--- Text block ---
Thursday, May 2, 2013

80

Since last week was a number, I figured I might as well keep it going.

80 refers to my uncle's recent birthday. We went up to his place in New Hampshire to celebrate. As I've mentioned many times, my uncle is the closest thing I have to a parent, having lost my mom when I was 13 and my dad when my mom was 7 months pregnant with me. He took me and my brother in because it was the right thing to do. If you were to ask him, he'd downplay it. But he in fact saved us from an orphanage and/or foster care. I thanked him in those early years by being an angry adolescent, testing his patience and probably everyone else around me. In addition, as a closeted (to me and my brother) gay man, he also had to go through hiding his orientation. Which was, strangely, the right thing to do at the time, considering how angry and homophobic I was.
Throughout the weekend, which went very very well, I had all kinds of inner dialogues and I learned a few things as well.

--- Given instruction 1 ---
Format the records as a JSON list of strings with one string per line and blank lines left out. Start at the line containing "Point out white wall" and end at the end of the records.
The records have no connection to the blog post.

--- Entries shown ---
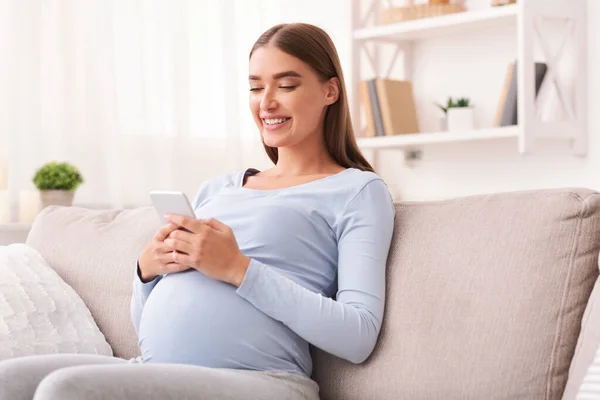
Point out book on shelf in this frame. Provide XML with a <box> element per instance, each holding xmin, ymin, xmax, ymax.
<box><xmin>360</xmin><ymin>78</ymin><xmax>419</xmax><ymax>137</ymax></box>
<box><xmin>494</xmin><ymin>61</ymin><xmax>548</xmax><ymax>127</ymax></box>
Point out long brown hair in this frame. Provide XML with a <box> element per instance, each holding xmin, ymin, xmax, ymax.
<box><xmin>250</xmin><ymin>23</ymin><xmax>374</xmax><ymax>172</ymax></box>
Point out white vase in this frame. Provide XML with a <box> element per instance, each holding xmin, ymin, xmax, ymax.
<box><xmin>439</xmin><ymin>114</ymin><xmax>448</xmax><ymax>132</ymax></box>
<box><xmin>40</xmin><ymin>190</ymin><xmax>75</xmax><ymax>208</ymax></box>
<box><xmin>448</xmin><ymin>107</ymin><xmax>475</xmax><ymax>132</ymax></box>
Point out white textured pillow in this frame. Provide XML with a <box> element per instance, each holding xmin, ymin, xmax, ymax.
<box><xmin>0</xmin><ymin>243</ymin><xmax>113</xmax><ymax>360</ymax></box>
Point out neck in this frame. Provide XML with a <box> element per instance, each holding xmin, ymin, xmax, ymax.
<box><xmin>271</xmin><ymin>130</ymin><xmax>338</xmax><ymax>176</ymax></box>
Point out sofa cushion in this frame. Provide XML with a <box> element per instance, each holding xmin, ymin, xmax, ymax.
<box><xmin>0</xmin><ymin>243</ymin><xmax>112</xmax><ymax>360</ymax></box>
<box><xmin>26</xmin><ymin>206</ymin><xmax>160</xmax><ymax>358</ymax></box>
<box><xmin>313</xmin><ymin>189</ymin><xmax>600</xmax><ymax>400</ymax></box>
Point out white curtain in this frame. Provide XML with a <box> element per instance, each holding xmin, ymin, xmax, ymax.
<box><xmin>0</xmin><ymin>0</ymin><xmax>350</xmax><ymax>222</ymax></box>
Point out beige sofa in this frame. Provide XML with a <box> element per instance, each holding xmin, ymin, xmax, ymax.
<box><xmin>21</xmin><ymin>189</ymin><xmax>600</xmax><ymax>400</ymax></box>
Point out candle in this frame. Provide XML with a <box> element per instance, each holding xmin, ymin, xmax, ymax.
<box><xmin>0</xmin><ymin>190</ymin><xmax>10</xmax><ymax>225</ymax></box>
<box><xmin>19</xmin><ymin>190</ymin><xmax>41</xmax><ymax>223</ymax></box>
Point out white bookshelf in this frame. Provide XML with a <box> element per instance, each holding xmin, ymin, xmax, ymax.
<box><xmin>351</xmin><ymin>0</ymin><xmax>588</xmax><ymax>156</ymax></box>
<box><xmin>359</xmin><ymin>126</ymin><xmax>519</xmax><ymax>149</ymax></box>
<box><xmin>354</xmin><ymin>4</ymin><xmax>518</xmax><ymax>42</ymax></box>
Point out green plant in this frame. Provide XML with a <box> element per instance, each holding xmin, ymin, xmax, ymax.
<box><xmin>33</xmin><ymin>161</ymin><xmax>83</xmax><ymax>191</ymax></box>
<box><xmin>436</xmin><ymin>97</ymin><xmax>471</xmax><ymax>113</ymax></box>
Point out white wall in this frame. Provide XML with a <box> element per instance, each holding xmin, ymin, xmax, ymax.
<box><xmin>358</xmin><ymin>0</ymin><xmax>600</xmax><ymax>200</ymax></box>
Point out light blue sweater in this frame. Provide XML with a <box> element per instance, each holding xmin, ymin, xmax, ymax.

--- Given instruction 2 ---
Retype the part of the blog post starting at "80 refers to" and ending at "things as well.", with no changes.

--- Task result 1 ---
[
  "Point out white wall in this frame. Provide XML with a <box> element per instance, each holding xmin, ymin, xmax, ymax.",
  "<box><xmin>358</xmin><ymin>0</ymin><xmax>600</xmax><ymax>200</ymax></box>",
  "Point out light blue sweater in this frame. Provide XML with a <box> element per instance, each holding xmin, ymin, xmax, ymax."
]

--- Task result 2 ---
80 refers to my uncle's recent birthday. We went up to his place in New Hampshire to celebrate. As I've mentioned many times, my uncle is the closest thing I have to a parent, having lost my mom when I was 13 and my dad when my mom was 7 months pregnant with me. He took me and my brother in because it was the right thing to do. If you were to ask him, he'd downplay it. But he in fact saved us from an orphanage and/or foster care. I thanked him in those early years by being an angry adolescent, testing his patience and probably everyone else around me. In addition, as a closeted (to me and my brother) gay man, he also had to go through hiding his orientation. Which was, strangely, the right thing to do at the time, considering how angry and homophobic I was.
Throughout the weekend, which went very very well, I had all kinds of inner dialogues and I learned a few things as well.